DIRECTION
Output every record below exactly as it appears.

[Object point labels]
────────────────

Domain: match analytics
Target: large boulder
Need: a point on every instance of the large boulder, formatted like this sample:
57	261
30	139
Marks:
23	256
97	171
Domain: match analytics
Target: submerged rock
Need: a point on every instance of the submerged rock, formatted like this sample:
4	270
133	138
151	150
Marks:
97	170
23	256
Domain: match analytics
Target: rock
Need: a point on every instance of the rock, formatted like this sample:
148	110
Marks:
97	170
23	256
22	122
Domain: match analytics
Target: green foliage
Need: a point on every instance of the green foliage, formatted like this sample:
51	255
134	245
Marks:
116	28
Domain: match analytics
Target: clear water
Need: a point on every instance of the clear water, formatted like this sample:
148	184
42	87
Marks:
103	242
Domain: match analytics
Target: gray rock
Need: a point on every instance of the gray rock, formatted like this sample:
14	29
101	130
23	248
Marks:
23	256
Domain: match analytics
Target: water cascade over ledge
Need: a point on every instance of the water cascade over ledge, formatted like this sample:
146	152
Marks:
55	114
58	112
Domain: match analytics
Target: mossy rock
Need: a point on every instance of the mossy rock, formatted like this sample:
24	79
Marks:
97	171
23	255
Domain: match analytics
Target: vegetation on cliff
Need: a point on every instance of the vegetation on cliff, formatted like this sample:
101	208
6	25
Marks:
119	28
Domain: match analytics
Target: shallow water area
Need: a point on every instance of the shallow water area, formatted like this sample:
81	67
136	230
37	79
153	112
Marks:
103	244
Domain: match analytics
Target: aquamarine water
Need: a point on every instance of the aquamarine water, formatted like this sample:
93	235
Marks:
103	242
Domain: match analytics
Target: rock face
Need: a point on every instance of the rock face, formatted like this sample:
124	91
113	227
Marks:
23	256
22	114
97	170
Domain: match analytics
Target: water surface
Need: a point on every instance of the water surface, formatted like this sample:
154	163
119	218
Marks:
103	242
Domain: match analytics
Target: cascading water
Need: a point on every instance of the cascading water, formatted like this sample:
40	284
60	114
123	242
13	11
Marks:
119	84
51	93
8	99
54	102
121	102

────────────────

TASK RESPONSE
Domain: match analytics
Target: large boulder
Need: a point on every instance of the large boulder, formatted like this sample:
57	261
30	139
Marks:
23	256
97	171
Domain: match analytics
Target: submerged rock
Need: a point on every instance of the submerged rock, formatted like this sample:
4	270
133	138
151	150
Marks:
97	170
23	256
Domain: match analytics
Target: rock
Need: a point on every instance of the rock, formatted like this sample:
148	110
Marks:
97	170
23	256
22	122
Domain: match analytics
Target: green foliage
Need: a point on every instance of the green foliage, formatted like this sample:
51	255
134	245
Marks:
116	28
Domain: match analytics
Target: clear water
Need: a point on every instance of the clear water, formatted like this sample:
148	184
42	87
Marks:
103	242
Domain: match analytics
Target: gray rock
Need: a point on every instance of the gray rock, formatted like this sample:
14	29
101	130
23	248
Marks:
23	256
Domain: match analytics
Target: water cascade over ledge
Need: a point on every instance of the water cascade over ledge, formatted like this sample:
146	152
Marks:
55	114
58	112
Domain: match analytics
Target: mossy rock
Need: a point on every instance of the mossy rock, formatted like this sample:
24	79
Marks:
97	171
23	255
Domain: match analytics
Target: vegetation on cliff
Need: a point on every instance of the vegetation on cliff, formatted like this sample:
101	208
6	25
Marks:
119	28
Domain: match analytics
Target: shallow water area
Need: a point on every instance of the shallow water area, formatted like this sample:
81	67
136	230
37	79
153	112
Marks:
103	244
Domain: match analytics
Target: aquamarine water
Need: a point on every instance of the aquamarine water, formatted like this sample:
93	235
Marks:
103	242
Domain: match analytics
Target: rock face
Need: a point on every instance of the rock face, formatted like this sample:
124	91
113	227
Marks:
23	256
22	114
97	170
Domain: match analytics
Target: water surface
Need: a point on every instance of the water surface, formatted like this sample:
154	163
119	218
Marks:
103	242
Domain: match analytics
Target: cascading water
Need: a point on every instance of the cascading water, formatted like this sample:
40	284
60	114
123	242
13	11
Marks:
119	84
51	93
8	99
54	102
121	102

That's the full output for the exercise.